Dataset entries
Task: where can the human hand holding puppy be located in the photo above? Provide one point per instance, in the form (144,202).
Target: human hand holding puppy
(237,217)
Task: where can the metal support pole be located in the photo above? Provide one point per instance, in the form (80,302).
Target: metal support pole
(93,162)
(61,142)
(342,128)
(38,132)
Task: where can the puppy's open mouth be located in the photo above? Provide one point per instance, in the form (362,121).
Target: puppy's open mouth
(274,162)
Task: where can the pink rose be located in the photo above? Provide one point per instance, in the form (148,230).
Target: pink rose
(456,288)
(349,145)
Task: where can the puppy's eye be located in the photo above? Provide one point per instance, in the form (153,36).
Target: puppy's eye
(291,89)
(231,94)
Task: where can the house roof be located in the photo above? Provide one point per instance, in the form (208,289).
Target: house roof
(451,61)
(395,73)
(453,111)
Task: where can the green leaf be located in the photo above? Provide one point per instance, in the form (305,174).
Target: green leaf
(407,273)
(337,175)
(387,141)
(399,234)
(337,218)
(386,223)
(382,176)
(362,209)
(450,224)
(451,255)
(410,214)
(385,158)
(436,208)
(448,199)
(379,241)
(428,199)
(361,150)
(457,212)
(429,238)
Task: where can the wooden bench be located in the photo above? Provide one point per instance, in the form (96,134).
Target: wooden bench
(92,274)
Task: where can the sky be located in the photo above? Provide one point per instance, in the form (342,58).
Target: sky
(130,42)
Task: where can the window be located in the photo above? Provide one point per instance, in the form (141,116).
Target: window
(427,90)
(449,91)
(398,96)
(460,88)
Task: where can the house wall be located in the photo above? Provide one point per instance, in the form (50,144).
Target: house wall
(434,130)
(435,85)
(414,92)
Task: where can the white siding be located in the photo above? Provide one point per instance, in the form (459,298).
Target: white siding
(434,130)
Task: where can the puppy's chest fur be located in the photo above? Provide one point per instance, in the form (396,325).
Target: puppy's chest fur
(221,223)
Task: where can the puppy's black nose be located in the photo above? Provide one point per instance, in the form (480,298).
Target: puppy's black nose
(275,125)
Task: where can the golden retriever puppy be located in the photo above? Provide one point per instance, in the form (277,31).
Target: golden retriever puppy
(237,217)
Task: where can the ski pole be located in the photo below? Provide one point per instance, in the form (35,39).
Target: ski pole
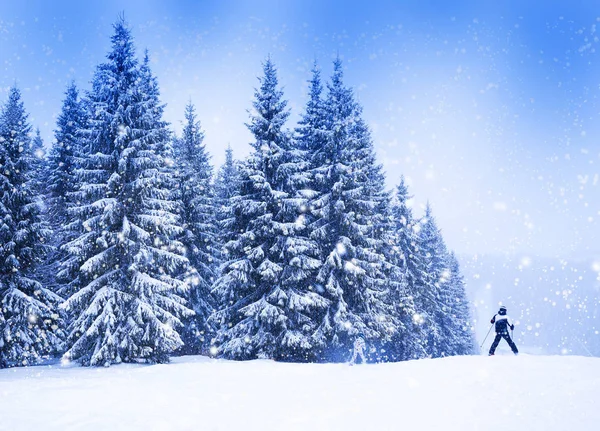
(486,336)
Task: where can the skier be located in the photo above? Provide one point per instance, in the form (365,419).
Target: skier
(359,347)
(502,322)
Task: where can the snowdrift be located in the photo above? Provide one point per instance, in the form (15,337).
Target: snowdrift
(504,393)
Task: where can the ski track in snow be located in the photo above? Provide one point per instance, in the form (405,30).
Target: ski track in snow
(504,393)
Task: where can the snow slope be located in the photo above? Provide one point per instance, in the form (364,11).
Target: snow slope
(505,393)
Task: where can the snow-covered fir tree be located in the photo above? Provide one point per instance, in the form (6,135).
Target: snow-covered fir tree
(348,191)
(64,158)
(129,299)
(407,341)
(39,173)
(432,256)
(266,303)
(456,325)
(200,237)
(226,187)
(29,322)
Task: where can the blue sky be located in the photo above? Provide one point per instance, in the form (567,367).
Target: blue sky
(489,110)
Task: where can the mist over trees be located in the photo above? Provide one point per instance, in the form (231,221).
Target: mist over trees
(146,250)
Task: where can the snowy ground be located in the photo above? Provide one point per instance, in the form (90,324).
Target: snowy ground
(505,393)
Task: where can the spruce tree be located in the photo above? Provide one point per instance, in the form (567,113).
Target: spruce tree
(348,188)
(200,236)
(432,255)
(129,299)
(226,187)
(64,159)
(407,341)
(456,324)
(29,322)
(265,302)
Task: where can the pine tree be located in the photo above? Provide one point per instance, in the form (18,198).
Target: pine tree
(62,184)
(200,238)
(226,187)
(349,191)
(38,165)
(407,341)
(432,255)
(129,299)
(456,324)
(265,302)
(29,324)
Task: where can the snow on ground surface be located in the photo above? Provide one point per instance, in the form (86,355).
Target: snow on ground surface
(504,392)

• _Exercise directions_:
Both the line containing "Task: where can the puppy's open" and the line containing "Task: where can the wooden" belong in the answer. Print them and every line above that falls between them exactly, and no others.

• _Exercise response_:
Task: where can the puppy's open mouth be located in the photo above? Provide one point per instance, in the form (362,121).
Target: puppy's open mouth
(274,162)
Task: where can the pink rose be located in the photo above? Provide one point per instance, in the form (148,230).
Target: pink rose
(456,288)
(349,145)
Task: where can the puppy's eye be located in the photo above? Provide one point per instance, in the form (153,36).
Target: puppy's eye
(291,89)
(231,94)
Task: where can the house roof be located in the photo above? Provide one point per instance, in the form (208,289).
Target: house roof
(451,61)
(395,73)
(453,111)
Task: where can the green leaf be located in the photo above? Provide one point per instance, in the form (305,174).
Target: green leaf
(407,273)
(337,175)
(387,141)
(399,234)
(337,218)
(386,223)
(382,176)
(362,209)
(450,224)
(451,255)
(410,214)
(385,158)
(436,208)
(448,199)
(379,241)
(428,199)
(361,150)
(457,212)
(429,238)
Task: where can the wooden bench be located in the photo above? Provide one point per instance, in the form (96,134).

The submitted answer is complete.